Copy every item below word for word, keeping each line unchanged.
══ DATA SHOWN ══
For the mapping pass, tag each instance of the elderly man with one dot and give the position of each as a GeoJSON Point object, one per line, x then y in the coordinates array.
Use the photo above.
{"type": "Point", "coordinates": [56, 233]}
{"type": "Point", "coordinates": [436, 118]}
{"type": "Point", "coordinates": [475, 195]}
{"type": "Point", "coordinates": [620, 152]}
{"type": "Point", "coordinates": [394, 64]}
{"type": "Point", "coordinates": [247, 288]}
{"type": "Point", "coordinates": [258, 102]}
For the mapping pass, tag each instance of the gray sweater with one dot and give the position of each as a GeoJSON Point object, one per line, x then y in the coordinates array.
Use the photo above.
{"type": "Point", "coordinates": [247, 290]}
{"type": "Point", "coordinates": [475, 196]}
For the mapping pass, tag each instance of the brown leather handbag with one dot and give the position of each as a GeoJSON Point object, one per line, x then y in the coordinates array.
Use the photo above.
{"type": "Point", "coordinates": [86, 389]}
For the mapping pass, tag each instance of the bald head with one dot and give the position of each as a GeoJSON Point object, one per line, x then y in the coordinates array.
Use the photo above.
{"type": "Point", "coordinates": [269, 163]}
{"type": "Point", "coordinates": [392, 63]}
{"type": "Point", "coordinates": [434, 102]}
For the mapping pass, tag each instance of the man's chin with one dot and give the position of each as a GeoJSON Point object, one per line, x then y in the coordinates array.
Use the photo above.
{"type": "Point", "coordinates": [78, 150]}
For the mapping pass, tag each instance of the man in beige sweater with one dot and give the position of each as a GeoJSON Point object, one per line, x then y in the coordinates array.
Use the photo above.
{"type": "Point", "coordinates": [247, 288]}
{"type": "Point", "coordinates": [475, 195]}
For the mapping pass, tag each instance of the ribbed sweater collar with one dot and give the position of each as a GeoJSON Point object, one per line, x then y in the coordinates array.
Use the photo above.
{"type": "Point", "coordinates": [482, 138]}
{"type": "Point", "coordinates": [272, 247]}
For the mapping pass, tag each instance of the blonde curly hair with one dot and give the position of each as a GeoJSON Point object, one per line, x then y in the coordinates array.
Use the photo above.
═══
- _SOLUTION FOR THIS EXERCISE_
For the mapping pass, tag each instance of the elderly man with one dot and give the position of each as a GeoJSON Point object, one per line, x then y in the coordinates array.
Use the photo above.
{"type": "Point", "coordinates": [56, 233]}
{"type": "Point", "coordinates": [436, 118]}
{"type": "Point", "coordinates": [475, 195]}
{"type": "Point", "coordinates": [620, 152]}
{"type": "Point", "coordinates": [394, 64]}
{"type": "Point", "coordinates": [247, 288]}
{"type": "Point", "coordinates": [258, 102]}
For the mapping pass, tag each instance of the gray sweater with one dot and give the position of each as a GeoJSON Point object, one per line, x then y in the coordinates array.
Use the photo above.
{"type": "Point", "coordinates": [247, 290]}
{"type": "Point", "coordinates": [475, 196]}
For the mapping pass, tag each instance of the brown leather handbag with one dot and give the position of each as a GeoJSON Point object, one per line, x then y in the coordinates array.
Use the photo above.
{"type": "Point", "coordinates": [86, 389]}
For the mapping pass, tag each instance of the bald head with one dot and give the position of each as a GeoJSON Point object, one per line, x then y in the coordinates array.
Use the photo above.
{"type": "Point", "coordinates": [269, 163]}
{"type": "Point", "coordinates": [392, 63]}
{"type": "Point", "coordinates": [434, 102]}
For the mapping pass, tag each instance of the man's chin with one dot and give the position of each as a GeoJSON Point object, one per line, x then y in the coordinates array.
Use the photo above.
{"type": "Point", "coordinates": [78, 150]}
For the mapping pass, tag each instance of the man in beige sweater with one dot and give the position of each as a GeoJSON Point object, one per line, x then y in the coordinates array.
Use the photo above.
{"type": "Point", "coordinates": [247, 288]}
{"type": "Point", "coordinates": [475, 195]}
For the mapping pass, tag each instance of the ribbed sweater collar with one dot and give the position of each as a GeoJSON Point object, one per line, x then y in the coordinates array.
Use the photo above.
{"type": "Point", "coordinates": [482, 138]}
{"type": "Point", "coordinates": [272, 247]}
For the mapping pass, tag each instance of the blonde curly hair with one dot and give the position of each as a GeoJSON Point object, one per line, x then y in the coordinates array.
Use the photo above.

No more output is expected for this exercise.